TEXT FOR ANALYSIS
___

Additionally, the results from such an exercise are only as good as the analysis methods used and in that regard one has two options, both flawed. Naturally, the platforms will require different pre-processing strategies, but if different methods of analysis are also used for segmentation, then the performance of the technology will be confounded with the adequacy of the algorithm. This then punishes newer technologies for which analytical methodologies are not yet mature. The alternative, to use a common approach for the analysis of all platforms, is undesirable firstly because that approach is likely to have been developed for one of the technologies and may thus introduce bias, and secondly because the deliberate use of a sub-optimal analysis does not provide useful information to inform decisions in the real world. Nonetheless, informative qualitative comparisons can be made without performing segmentation that illuminate the relative strengths and weaknesses of each platform. We acknowledge that some users will be primarily interested in a comparison based on using existing analytical tools, rather than concerning themselves with the potential of each platform, but that is not the purpose of this study.

___

SUPPLIED INFORMATION
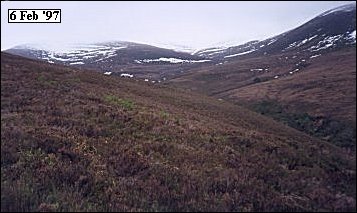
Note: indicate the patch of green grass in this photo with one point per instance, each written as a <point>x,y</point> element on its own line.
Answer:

___

WHAT THE TASK ASKS
Extend the passage on comparing platforms and their analysis methods, starting right after its last sentence.

ANSWER
This study differs from previous comparative assessments of copy number profiling platforms in that we have attempted to characterize the strengths and weaknesses of various platforms in as unbiased a fashion as possible by avoiding measures that cannot be fairly computed, highlighting areas of potential bias, and emphasizing a graphical assessment of performance that provides insight about the underlying technology as well as the specific platform. Inevitably, despite considerable effort, these comparisons will be shaped by our own prejudices concerning copy number analysis, but we have made the raw data available for others to draw their own conclusions.
Due to the speed of platform development, it is typical for a platform to be superseded by one with a greater number of features before comparisons involving it are published. The generation of platforms described here have not yet been the subject of an in-depth comparison, but have indeed already been superseded since this study was performed. Nonetheless, the underlying technologies are similar and a comparison is still informative. Implications for the new generations are discussed in the New Platforms section.
Herein we describe a comparison based on the analysis of two cell lines, six primary breast tumours, including matched normal samples, and two HapMap individuals. The SUM159 and MT3 cell lines and HapMap samples were selected based on the presence of known chromosomal aberrations, while the tumours are highly heterogeneous and hence present additional complexity for copy number analysis, not least with regard to their varying degrees of cellularity.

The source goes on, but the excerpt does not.